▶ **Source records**
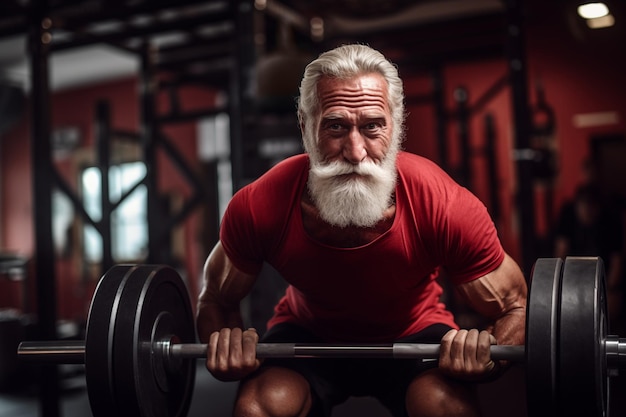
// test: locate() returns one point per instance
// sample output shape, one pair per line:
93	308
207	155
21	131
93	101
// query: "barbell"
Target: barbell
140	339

▶ **EXERCISE DESCRIPTION**
Copy every row above verbatim, omitting the pictures.

▶ **SOLVED PROBLEM**
// test: locate() returns one point per instance
// sample output shape, one pair per line:
93	308
207	155
21	131
93	101
// query: "barbell"
Target: barbell
140	339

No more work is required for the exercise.